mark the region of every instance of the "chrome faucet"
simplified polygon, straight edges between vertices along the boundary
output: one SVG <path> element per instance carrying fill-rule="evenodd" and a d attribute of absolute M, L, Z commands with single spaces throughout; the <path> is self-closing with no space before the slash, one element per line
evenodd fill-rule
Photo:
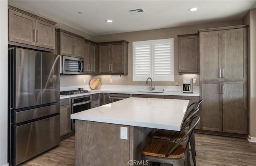
<path fill-rule="evenodd" d="M 152 86 L 152 79 L 151 79 L 150 77 L 148 77 L 147 79 L 147 81 L 146 81 L 146 83 L 148 83 L 148 79 L 150 79 L 150 91 L 152 91 L 155 89 L 155 85 L 154 85 L 153 87 Z"/>

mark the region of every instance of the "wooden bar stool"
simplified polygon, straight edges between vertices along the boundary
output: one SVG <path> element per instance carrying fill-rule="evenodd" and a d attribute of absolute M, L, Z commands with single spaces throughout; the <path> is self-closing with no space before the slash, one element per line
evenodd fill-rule
<path fill-rule="evenodd" d="M 203 101 L 203 100 L 201 100 L 198 103 L 193 103 L 188 107 L 188 109 L 190 107 L 192 107 L 193 105 L 194 105 L 194 108 L 190 111 L 188 114 L 187 115 L 185 119 L 184 119 L 184 122 L 183 123 L 183 124 L 182 125 L 182 127 L 184 127 L 184 125 L 185 122 L 188 121 L 189 119 L 193 118 L 193 117 L 196 115 L 196 113 L 199 111 L 199 107 L 200 107 L 200 105 Z M 187 132 L 188 131 L 189 127 L 189 126 L 188 126 L 186 127 L 186 128 L 185 128 L 185 130 L 184 130 L 184 132 Z M 176 138 L 176 139 L 178 139 L 178 140 L 180 139 L 180 138 L 176 138 L 176 137 L 177 136 L 177 131 L 170 130 L 168 130 L 160 129 L 157 130 L 156 131 L 156 132 L 154 132 L 153 136 L 154 138 L 162 139 L 165 140 L 170 140 L 171 141 L 173 141 L 174 138 Z M 184 134 L 183 134 L 183 135 Z M 194 132 L 191 134 L 191 139 L 190 139 L 190 143 L 191 148 L 191 154 L 192 154 L 193 162 L 194 165 L 196 166 L 196 144 L 195 143 L 195 136 Z M 184 143 L 182 143 L 182 142 L 181 144 L 184 144 Z M 189 154 L 188 154 L 188 156 L 189 156 Z M 188 162 L 190 162 L 189 161 L 188 161 Z M 189 164 L 190 163 L 188 164 Z"/>
<path fill-rule="evenodd" d="M 187 136 L 191 135 L 194 131 L 200 120 L 200 117 L 198 116 L 194 117 L 190 120 L 187 124 L 190 126 L 189 129 L 177 143 L 176 143 L 177 142 L 176 140 L 174 142 L 160 139 L 151 140 L 142 150 L 142 160 L 151 162 L 172 164 L 175 166 L 187 165 L 187 160 L 186 160 L 187 156 L 186 154 L 188 150 L 188 147 L 189 140 L 187 141 L 185 146 L 182 145 L 180 143 L 185 138 L 190 138 Z"/>

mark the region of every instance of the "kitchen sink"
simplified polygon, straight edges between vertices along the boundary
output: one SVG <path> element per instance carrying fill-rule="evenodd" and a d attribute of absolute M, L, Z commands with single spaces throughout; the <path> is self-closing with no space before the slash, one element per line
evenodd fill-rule
<path fill-rule="evenodd" d="M 163 92 L 162 91 L 138 91 L 138 92 L 146 92 L 146 93 L 163 93 L 164 92 Z"/>

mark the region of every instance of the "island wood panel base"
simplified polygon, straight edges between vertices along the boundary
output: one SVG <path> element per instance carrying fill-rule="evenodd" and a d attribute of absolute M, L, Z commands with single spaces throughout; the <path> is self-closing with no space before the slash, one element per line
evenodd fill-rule
<path fill-rule="evenodd" d="M 120 138 L 120 127 L 128 128 L 128 139 Z M 130 166 L 140 160 L 152 128 L 76 120 L 76 166 Z"/>

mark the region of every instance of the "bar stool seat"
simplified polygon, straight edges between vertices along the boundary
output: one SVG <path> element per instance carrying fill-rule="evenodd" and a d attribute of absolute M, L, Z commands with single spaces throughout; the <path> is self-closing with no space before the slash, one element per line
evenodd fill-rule
<path fill-rule="evenodd" d="M 166 155 L 176 144 L 172 142 L 165 141 L 162 140 L 153 139 L 148 142 L 142 150 L 142 153 L 146 155 L 165 158 Z M 168 158 L 177 158 L 185 155 L 186 148 L 181 144 Z"/>

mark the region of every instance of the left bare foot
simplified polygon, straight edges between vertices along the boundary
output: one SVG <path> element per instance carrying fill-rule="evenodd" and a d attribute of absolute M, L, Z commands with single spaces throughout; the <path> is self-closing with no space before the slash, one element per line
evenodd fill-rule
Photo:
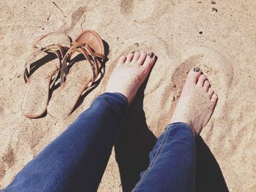
<path fill-rule="evenodd" d="M 123 94 L 130 105 L 155 61 L 156 55 L 151 52 L 136 51 L 121 57 L 108 80 L 105 92 Z"/>

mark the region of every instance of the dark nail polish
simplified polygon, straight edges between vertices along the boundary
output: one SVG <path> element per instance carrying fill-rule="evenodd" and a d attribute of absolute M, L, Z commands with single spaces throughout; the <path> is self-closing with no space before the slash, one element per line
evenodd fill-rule
<path fill-rule="evenodd" d="M 148 56 L 149 56 L 151 58 L 152 58 L 154 57 L 154 53 L 149 52 L 149 53 L 148 53 Z"/>
<path fill-rule="evenodd" d="M 196 66 L 196 67 L 194 68 L 194 72 L 198 72 L 199 71 L 200 71 L 199 67 Z"/>

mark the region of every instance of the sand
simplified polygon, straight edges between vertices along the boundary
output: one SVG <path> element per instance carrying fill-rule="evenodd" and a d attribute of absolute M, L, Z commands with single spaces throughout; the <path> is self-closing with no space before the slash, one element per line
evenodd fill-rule
<path fill-rule="evenodd" d="M 134 186 L 194 64 L 202 68 L 219 98 L 197 142 L 197 191 L 256 191 L 254 0 L 54 3 L 57 6 L 53 1 L 0 2 L 0 188 L 104 91 L 118 57 L 145 50 L 158 60 L 130 108 L 99 191 L 121 191 L 122 187 L 128 191 Z M 31 45 L 53 31 L 74 39 L 81 26 L 97 31 L 109 46 L 99 85 L 65 120 L 25 118 L 23 73 Z"/>

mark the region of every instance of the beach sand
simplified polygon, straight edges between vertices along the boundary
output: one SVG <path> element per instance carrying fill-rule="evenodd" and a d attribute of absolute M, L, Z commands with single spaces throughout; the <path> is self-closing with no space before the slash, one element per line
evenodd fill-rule
<path fill-rule="evenodd" d="M 0 7 L 0 188 L 104 91 L 119 56 L 143 50 L 158 60 L 130 107 L 99 191 L 135 186 L 195 65 L 219 96 L 197 141 L 197 191 L 256 191 L 255 1 L 1 0 Z M 23 73 L 31 45 L 53 31 L 75 39 L 81 26 L 109 46 L 100 84 L 67 119 L 24 117 Z"/>

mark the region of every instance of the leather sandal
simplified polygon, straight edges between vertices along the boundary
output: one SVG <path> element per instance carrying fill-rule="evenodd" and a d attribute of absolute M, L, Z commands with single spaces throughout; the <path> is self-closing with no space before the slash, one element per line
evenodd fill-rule
<path fill-rule="evenodd" d="M 22 112 L 29 118 L 42 117 L 46 112 L 50 91 L 61 70 L 61 61 L 70 47 L 70 38 L 61 32 L 42 37 L 33 47 L 34 50 L 25 64 L 24 81 L 27 86 Z"/>
<path fill-rule="evenodd" d="M 105 58 L 103 41 L 95 31 L 85 30 L 72 42 L 61 64 L 61 79 L 64 82 L 48 106 L 50 116 L 63 118 L 73 112 L 80 97 L 95 85 Z"/>

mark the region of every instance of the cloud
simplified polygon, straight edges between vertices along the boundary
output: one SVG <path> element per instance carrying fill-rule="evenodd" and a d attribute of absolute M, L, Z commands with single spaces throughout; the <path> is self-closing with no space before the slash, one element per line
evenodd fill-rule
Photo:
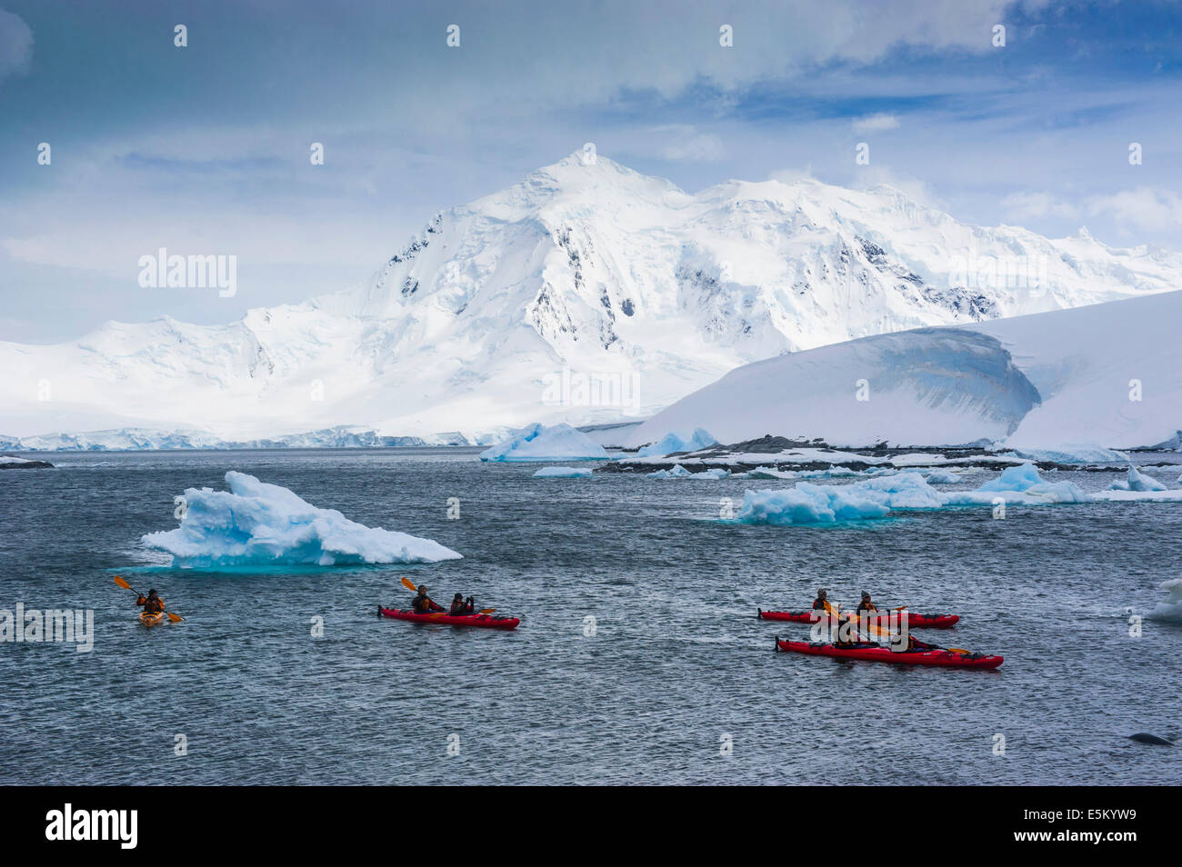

• **EXERCISE PROMPT**:
Can you rewrite the rows as a two-column CSV, starting with the line that contains "mark the region of every instance of the left" and going on through the line that contains "123 94 L 130", with columns named request and answer? Give one CSV line per row, put each field in quotes with its line breaks turned into spaces, and leave the pictures out.

• **RESPONSE FOR THIS EXERCISE**:
request,answer
"mark the region of every instance of the left bare foot simplified polygon, straight edges between vertices along the boundary output: one SVG <path> element per instance carrying fill-rule=""evenodd"" and a d attribute of absolute M, L, Z commands with single spaces throughout; the <path> is self-closing with no space before the slash, one element per line evenodd fill-rule Photo:","<path fill-rule=""evenodd"" d=""M 123 94 L 130 105 L 155 61 L 156 55 L 151 52 L 136 51 L 121 57 L 108 80 L 105 92 Z""/>"